* Directions for this task *
Write out every item below again, requests included, and shift each bounding box coordinate in the answers down by 128. Leave the pictures out.

[Entries on locating named things]
........

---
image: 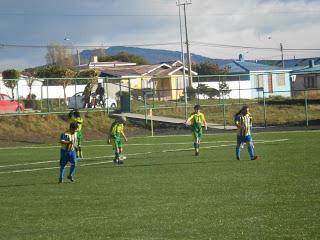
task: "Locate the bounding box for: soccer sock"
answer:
[236,147,240,158]
[248,146,254,158]
[59,166,64,179]
[69,163,76,176]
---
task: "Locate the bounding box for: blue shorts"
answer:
[60,149,77,166]
[237,135,252,145]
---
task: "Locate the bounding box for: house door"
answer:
[268,74,273,93]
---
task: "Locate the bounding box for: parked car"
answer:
[0,93,24,112]
[68,92,117,108]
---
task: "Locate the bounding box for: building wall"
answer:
[292,74,320,95]
[192,80,252,99]
[250,72,291,98]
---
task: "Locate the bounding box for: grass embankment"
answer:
[0,112,143,145]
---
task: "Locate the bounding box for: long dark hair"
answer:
[234,105,249,117]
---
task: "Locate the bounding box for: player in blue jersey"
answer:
[59,123,78,183]
[235,106,258,160]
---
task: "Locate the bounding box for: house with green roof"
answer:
[291,60,320,96]
[193,54,291,99]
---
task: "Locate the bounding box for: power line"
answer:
[191,41,320,51]
[0,42,180,49]
[0,10,320,17]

........

* Response to the task *
---
image: 
task: "Locate the bounding box for: soccer sock"
answer:
[108,19,112,30]
[120,18,126,30]
[-69,38,-64,51]
[-59,35,-52,48]
---
task: "Locate the bounding box for: blue shorts"
answer:
[-68,21,-51,38]
[109,7,124,17]
---
task: "Locate the bounding box for: house door"
answer:
[140,-54,145,-35]
---
task: "Locate the bounding box for: parked car"
answer:
[-128,-35,-104,-16]
[-60,-36,-11,-20]
---
task: "Locate the bounding box for: building wall"
answer:
[164,-54,192,-33]
[64,-48,124,-29]
[122,-56,163,-30]
---
task: "Locate the bounding box for: grass embankment"
answer:
[-128,-16,15,17]
---
task: "Locate the bounding box for: long dark hair"
answer:
[106,-23,121,-11]
---
task: "Locate the bounding box for: player in blue jersey"
answer:
[-69,-5,-50,55]
[107,-22,130,32]
---
task: "Locate the bounding box for: house with green roof"
answer:
[163,-68,192,-32]
[65,-74,163,-29]
---
task: "Locate the bounding box for: power line"
answer:
[63,-87,192,-77]
[-128,-86,52,-79]
[-128,-118,192,-111]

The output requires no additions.